> TASK:
Please reproduce, exactly and in full, the lines from the one containing "Study the picture above. For each instance of the man's" to the end of the material below.
START DATA PROVIDED
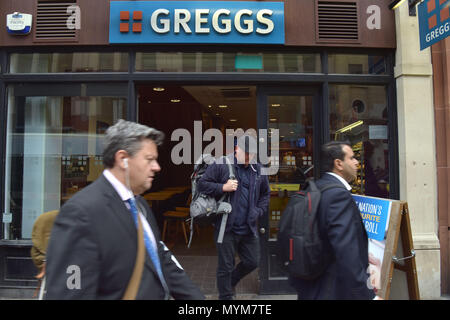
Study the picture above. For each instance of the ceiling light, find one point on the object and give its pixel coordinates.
(350, 126)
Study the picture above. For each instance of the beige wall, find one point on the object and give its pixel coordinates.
(417, 150)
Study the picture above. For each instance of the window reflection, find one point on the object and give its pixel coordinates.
(356, 64)
(227, 62)
(69, 62)
(53, 150)
(359, 114)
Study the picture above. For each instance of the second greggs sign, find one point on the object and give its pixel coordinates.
(196, 22)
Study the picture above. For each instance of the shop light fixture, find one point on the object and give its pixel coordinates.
(350, 126)
(411, 4)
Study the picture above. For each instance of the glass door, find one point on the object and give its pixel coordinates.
(288, 116)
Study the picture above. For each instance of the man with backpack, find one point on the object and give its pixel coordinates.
(341, 228)
(249, 197)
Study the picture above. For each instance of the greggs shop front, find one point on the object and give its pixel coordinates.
(298, 73)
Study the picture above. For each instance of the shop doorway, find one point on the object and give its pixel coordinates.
(170, 108)
(294, 113)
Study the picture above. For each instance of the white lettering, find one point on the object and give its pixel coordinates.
(165, 22)
(74, 281)
(199, 20)
(74, 21)
(374, 20)
(225, 22)
(248, 22)
(179, 21)
(261, 19)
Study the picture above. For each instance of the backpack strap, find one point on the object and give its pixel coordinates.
(331, 186)
(223, 223)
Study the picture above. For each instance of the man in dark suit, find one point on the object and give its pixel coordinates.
(94, 241)
(341, 227)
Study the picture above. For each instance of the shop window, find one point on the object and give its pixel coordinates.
(356, 64)
(53, 150)
(68, 62)
(358, 114)
(227, 62)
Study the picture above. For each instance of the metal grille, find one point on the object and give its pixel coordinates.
(337, 21)
(51, 21)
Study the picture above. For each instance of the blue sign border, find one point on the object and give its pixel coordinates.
(441, 31)
(375, 213)
(148, 35)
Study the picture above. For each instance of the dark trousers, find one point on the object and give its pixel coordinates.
(228, 275)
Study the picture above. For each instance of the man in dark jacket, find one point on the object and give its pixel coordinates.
(249, 198)
(341, 226)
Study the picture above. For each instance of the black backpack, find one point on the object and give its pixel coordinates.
(301, 248)
(204, 209)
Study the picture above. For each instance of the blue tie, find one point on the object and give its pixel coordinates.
(150, 249)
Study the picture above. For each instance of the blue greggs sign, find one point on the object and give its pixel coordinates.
(196, 22)
(434, 22)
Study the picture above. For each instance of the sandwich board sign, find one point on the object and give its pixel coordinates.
(390, 244)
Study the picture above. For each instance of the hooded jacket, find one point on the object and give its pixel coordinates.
(217, 174)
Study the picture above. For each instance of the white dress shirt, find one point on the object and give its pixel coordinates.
(345, 183)
(126, 194)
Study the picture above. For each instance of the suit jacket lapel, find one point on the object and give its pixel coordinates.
(148, 261)
(123, 216)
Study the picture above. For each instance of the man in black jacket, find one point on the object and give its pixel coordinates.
(93, 244)
(249, 198)
(341, 226)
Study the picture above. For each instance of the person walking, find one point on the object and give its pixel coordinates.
(341, 227)
(95, 251)
(249, 196)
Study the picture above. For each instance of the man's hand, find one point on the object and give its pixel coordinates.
(230, 186)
END DATA PROVIDED
> WRITTEN ANSWER:
Study the picture above. For each instance of the man's hand, find one point on the object and give its pixel coordinates.
(230, 186)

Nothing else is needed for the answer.